» Brief:
Your output should be the line with "Place one point per instance of the dirt road." plus all following lines to the end of the records, exactly as written and nothing more.

» Working data:
◆ ◆ ◆ ◆ ◆
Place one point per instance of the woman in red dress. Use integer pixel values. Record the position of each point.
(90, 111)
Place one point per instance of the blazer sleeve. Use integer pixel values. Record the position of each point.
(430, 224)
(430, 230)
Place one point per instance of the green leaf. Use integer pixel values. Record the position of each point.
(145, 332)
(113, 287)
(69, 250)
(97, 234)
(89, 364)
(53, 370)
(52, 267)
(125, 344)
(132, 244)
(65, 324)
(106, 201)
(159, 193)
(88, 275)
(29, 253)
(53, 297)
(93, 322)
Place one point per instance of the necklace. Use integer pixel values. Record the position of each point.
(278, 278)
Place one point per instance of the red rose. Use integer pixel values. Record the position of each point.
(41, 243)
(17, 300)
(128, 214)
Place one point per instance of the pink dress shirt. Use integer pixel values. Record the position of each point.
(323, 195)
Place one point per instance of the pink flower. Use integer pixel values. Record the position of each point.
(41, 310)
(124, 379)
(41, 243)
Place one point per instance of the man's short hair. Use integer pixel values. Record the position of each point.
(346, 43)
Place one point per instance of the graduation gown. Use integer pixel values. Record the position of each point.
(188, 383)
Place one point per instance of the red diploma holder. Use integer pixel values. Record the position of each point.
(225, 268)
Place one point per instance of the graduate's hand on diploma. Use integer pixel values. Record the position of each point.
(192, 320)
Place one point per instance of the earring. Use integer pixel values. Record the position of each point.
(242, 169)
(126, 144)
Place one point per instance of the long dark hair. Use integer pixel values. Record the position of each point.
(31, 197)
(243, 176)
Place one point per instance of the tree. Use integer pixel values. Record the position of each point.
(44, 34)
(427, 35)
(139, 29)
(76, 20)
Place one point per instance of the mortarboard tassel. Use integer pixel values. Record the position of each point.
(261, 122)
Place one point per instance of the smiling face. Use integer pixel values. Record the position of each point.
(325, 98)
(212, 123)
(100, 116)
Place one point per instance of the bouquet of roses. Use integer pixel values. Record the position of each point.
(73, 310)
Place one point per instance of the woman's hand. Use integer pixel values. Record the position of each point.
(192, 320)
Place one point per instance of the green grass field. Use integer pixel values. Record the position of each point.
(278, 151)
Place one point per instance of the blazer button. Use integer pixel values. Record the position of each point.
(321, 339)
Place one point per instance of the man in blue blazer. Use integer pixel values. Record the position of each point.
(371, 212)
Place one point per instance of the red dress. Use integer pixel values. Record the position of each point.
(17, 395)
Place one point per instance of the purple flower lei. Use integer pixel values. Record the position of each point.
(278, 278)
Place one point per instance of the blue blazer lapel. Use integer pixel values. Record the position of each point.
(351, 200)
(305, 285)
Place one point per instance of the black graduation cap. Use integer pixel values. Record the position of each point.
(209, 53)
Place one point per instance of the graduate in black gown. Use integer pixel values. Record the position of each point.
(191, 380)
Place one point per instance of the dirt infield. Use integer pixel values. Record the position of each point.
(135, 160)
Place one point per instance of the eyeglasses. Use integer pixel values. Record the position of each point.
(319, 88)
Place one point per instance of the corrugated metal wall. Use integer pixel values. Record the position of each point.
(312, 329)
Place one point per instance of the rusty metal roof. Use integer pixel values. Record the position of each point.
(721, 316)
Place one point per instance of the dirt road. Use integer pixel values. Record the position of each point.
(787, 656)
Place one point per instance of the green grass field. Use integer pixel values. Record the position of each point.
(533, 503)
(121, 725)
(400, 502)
◆ ◆ ◆ ◆ ◆
» Written answer:
Place one point per instance of the dirt road. Use integer pixel values. Record the position of each point.
(787, 656)
Place one point per instance of the green grass field. Use integer pixel values. Record the position of each point.
(533, 503)
(121, 725)
(400, 502)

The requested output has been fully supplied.